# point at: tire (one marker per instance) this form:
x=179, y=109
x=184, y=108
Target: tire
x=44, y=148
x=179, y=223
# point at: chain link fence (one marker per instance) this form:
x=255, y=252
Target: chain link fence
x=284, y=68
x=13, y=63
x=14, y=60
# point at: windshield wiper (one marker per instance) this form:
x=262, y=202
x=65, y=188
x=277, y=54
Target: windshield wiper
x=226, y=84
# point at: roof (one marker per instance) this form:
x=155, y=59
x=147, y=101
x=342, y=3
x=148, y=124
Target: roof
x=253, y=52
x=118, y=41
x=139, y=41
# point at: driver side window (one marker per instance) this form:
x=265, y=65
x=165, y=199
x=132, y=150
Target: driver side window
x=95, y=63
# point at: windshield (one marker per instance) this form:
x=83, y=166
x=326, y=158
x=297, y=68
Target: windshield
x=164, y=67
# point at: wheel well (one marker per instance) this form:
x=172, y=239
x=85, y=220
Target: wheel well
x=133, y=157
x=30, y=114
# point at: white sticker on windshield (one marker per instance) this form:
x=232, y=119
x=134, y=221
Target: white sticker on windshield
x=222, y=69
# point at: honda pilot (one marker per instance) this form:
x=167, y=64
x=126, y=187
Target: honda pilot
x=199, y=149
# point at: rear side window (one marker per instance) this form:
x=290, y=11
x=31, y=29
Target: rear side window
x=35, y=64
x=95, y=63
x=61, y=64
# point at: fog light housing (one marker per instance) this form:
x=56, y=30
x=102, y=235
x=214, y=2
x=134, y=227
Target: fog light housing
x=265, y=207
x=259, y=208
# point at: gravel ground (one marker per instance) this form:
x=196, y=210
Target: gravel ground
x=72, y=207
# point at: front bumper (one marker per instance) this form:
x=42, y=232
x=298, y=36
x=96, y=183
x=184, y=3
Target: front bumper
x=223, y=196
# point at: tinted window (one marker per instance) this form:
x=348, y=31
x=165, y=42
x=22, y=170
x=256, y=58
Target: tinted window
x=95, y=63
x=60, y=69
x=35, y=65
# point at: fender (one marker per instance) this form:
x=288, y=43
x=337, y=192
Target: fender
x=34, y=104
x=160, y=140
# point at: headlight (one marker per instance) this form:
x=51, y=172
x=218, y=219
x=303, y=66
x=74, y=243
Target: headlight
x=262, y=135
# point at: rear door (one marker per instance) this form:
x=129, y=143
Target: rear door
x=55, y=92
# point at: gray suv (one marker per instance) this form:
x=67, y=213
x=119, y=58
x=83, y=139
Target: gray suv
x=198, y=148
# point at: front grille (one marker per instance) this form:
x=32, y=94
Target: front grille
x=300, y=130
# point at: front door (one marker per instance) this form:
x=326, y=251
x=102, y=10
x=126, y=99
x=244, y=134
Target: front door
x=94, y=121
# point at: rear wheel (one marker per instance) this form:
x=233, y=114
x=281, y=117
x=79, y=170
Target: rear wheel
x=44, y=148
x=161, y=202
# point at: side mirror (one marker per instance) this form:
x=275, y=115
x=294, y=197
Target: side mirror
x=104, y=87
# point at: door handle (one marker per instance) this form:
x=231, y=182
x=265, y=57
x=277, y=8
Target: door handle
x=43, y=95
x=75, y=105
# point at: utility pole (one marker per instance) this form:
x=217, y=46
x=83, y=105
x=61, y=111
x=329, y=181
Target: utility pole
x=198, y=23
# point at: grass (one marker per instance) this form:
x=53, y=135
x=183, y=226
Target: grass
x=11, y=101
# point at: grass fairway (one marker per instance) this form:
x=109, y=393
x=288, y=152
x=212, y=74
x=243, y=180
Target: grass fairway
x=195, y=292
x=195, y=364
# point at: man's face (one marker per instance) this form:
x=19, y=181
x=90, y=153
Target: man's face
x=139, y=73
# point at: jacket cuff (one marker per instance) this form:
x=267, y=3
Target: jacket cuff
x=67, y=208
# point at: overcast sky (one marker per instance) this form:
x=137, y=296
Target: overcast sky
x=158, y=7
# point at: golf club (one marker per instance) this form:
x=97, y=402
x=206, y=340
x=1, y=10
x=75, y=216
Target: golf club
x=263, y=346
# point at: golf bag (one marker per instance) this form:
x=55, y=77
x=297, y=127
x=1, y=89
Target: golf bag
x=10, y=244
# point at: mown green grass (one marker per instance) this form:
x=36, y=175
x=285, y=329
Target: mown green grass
==*==
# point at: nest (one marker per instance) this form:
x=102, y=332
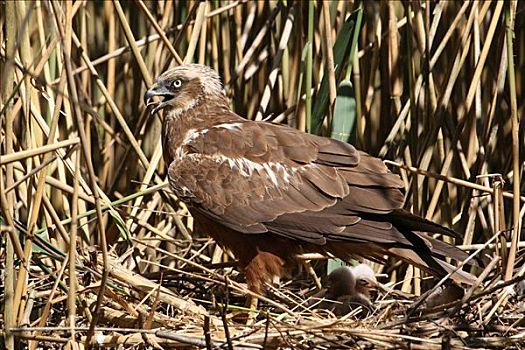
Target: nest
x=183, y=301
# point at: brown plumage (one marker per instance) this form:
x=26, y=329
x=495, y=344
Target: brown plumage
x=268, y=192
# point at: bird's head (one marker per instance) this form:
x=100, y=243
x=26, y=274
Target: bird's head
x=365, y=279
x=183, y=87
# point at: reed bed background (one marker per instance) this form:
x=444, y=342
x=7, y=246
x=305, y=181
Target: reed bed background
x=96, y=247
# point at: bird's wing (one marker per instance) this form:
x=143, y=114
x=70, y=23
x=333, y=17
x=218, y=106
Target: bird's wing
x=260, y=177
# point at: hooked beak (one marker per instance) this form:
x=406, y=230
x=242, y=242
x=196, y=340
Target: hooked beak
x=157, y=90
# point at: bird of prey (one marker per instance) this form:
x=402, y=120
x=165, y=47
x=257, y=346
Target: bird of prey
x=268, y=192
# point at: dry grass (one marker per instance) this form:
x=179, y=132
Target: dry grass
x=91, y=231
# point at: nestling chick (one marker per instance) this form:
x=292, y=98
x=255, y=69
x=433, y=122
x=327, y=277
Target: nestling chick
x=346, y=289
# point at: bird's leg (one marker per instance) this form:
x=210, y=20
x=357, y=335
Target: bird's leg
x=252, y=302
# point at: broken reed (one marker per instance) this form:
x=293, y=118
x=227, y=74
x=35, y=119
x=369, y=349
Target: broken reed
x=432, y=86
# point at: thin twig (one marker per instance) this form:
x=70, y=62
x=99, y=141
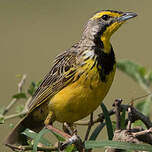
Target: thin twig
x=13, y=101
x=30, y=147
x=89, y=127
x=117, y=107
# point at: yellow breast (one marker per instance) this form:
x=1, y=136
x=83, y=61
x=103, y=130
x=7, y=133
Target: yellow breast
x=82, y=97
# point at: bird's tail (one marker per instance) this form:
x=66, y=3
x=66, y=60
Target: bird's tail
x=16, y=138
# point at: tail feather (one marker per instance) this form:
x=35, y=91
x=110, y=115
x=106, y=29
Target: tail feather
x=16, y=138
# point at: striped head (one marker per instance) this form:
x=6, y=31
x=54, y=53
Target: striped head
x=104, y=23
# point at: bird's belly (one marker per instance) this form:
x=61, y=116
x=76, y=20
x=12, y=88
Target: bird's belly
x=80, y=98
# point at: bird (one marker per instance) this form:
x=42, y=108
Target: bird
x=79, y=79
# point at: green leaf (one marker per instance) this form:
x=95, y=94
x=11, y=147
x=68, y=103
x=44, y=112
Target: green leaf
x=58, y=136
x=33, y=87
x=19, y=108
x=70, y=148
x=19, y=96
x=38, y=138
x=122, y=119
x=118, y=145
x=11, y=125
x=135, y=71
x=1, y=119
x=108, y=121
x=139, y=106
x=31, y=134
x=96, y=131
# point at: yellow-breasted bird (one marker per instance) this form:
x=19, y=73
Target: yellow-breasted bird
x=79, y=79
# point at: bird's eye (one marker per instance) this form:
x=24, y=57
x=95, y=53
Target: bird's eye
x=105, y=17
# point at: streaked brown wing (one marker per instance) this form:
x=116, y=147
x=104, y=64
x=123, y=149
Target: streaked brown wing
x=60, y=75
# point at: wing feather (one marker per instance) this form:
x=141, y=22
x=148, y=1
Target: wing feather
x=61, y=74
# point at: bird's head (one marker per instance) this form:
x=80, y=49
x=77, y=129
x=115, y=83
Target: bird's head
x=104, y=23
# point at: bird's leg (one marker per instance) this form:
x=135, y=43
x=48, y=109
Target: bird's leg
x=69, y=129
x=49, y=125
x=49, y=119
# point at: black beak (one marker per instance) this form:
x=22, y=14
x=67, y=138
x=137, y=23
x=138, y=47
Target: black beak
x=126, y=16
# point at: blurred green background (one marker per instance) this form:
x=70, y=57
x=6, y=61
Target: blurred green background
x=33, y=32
==*==
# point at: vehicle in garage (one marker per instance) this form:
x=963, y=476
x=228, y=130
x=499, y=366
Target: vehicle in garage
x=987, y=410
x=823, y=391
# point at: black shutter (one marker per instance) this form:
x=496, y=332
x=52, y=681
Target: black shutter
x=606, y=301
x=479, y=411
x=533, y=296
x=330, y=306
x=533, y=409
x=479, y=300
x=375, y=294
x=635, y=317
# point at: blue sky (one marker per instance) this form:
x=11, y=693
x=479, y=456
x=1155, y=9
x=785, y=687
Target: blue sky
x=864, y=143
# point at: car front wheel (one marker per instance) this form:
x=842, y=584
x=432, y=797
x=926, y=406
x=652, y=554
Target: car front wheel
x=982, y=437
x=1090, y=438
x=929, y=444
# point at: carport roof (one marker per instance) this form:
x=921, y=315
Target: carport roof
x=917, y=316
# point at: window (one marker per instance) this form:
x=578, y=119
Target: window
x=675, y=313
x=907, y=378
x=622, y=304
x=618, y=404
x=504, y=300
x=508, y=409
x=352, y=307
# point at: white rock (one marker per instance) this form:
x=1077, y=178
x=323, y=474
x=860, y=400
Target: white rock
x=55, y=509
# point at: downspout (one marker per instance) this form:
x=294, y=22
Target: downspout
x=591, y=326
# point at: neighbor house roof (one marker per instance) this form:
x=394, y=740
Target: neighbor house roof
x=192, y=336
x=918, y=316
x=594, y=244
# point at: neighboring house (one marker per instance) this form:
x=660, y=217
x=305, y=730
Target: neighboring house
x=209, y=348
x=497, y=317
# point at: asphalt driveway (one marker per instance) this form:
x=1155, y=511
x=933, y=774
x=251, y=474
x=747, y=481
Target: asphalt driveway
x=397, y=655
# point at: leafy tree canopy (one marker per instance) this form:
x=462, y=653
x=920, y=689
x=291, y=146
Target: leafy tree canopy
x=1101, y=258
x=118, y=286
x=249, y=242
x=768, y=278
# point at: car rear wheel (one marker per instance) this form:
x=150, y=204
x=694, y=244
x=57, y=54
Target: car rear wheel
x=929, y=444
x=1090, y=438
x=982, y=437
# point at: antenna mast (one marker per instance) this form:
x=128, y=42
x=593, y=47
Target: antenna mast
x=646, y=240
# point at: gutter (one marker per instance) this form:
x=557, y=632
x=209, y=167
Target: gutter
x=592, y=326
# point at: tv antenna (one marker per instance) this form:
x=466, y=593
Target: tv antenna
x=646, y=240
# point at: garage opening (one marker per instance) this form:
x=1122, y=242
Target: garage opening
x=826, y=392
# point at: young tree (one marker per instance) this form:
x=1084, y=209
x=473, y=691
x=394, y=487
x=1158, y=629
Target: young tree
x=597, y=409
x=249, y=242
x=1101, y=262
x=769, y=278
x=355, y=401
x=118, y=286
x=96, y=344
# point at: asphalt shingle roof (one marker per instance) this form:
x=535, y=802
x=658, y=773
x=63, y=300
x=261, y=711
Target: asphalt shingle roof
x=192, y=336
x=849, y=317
==*==
## YOUR TASK
Find every line in the records above that contains the word "plumage", and copy each of those lines.

## ANSWER TO THIS TASK
# point at: brown plumage (one marker per instance) this form:
Target: brown plumage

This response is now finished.